SUPPLIED DATA =
# # #

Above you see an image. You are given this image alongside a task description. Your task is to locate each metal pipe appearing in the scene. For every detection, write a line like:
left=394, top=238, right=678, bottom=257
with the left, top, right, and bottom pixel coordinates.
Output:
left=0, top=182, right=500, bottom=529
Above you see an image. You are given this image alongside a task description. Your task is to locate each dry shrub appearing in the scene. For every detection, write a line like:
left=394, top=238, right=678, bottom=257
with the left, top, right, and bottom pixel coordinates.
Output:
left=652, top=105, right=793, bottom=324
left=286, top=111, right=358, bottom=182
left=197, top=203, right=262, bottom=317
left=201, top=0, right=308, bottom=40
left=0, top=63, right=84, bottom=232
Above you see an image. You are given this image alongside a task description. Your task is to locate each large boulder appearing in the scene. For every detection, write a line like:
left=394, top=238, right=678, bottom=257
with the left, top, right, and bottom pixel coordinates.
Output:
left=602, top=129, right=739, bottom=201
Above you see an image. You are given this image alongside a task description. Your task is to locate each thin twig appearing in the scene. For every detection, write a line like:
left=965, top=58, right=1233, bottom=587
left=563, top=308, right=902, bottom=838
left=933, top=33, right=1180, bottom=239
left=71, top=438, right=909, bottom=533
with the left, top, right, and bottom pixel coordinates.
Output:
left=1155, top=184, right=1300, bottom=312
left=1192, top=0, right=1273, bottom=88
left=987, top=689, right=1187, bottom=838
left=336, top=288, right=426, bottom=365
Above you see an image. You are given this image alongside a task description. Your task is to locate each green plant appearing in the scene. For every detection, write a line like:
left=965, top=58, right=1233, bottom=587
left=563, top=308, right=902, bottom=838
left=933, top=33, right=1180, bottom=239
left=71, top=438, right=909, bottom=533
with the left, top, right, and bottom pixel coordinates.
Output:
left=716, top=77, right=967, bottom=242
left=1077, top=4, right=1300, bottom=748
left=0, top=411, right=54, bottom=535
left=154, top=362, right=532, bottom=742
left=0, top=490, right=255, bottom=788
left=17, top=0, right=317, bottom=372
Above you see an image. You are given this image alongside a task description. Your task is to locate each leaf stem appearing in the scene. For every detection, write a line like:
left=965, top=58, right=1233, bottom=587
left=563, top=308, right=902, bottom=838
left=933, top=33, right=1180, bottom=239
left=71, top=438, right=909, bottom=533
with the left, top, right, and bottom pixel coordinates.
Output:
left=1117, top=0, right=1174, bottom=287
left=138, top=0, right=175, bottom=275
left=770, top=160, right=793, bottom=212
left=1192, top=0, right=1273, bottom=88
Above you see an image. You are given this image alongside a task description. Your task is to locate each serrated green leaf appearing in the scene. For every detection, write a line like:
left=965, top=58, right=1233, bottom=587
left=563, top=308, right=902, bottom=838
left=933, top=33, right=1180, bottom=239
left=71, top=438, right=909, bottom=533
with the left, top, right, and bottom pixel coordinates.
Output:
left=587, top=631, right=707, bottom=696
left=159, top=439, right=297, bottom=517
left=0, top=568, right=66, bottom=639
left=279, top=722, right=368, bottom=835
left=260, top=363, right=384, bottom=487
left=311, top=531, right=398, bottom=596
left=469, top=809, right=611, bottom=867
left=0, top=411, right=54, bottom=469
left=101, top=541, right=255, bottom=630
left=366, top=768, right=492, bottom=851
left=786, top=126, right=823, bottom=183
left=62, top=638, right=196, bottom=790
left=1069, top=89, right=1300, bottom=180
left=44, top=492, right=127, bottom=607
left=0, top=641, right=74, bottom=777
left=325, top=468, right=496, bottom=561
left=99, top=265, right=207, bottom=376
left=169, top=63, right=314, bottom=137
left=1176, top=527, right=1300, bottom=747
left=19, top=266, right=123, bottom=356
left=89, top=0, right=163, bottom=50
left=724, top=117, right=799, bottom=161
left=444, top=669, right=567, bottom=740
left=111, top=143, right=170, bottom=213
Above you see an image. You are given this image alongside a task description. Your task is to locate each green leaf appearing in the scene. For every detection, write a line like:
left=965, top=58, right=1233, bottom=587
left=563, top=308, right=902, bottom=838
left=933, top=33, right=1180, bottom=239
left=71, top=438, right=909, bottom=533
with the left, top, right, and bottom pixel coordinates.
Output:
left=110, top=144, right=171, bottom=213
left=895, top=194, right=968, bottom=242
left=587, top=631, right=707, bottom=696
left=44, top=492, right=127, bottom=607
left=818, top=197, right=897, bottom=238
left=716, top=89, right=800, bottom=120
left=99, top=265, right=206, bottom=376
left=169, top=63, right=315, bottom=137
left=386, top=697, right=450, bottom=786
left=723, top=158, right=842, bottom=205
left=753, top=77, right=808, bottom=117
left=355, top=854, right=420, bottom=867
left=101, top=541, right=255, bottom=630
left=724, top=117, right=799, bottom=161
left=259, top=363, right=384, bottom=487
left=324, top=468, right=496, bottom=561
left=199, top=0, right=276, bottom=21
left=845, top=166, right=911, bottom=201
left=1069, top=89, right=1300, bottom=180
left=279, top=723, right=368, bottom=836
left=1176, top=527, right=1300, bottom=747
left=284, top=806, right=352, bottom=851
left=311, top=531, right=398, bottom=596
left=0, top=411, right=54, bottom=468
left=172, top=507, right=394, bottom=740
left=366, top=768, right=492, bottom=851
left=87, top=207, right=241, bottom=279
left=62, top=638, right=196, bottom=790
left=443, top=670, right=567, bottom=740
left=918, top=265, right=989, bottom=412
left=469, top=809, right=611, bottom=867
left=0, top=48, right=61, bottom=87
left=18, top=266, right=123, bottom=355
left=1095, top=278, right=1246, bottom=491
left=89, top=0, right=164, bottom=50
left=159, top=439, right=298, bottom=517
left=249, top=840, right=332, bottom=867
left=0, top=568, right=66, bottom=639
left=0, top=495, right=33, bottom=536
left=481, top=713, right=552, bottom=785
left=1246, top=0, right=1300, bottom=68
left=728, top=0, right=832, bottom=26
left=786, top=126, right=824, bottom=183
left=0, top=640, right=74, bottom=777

# # #

Check every line in the entries for the word "leaf". State how many have it, with no other text.

THE ANSWER = 3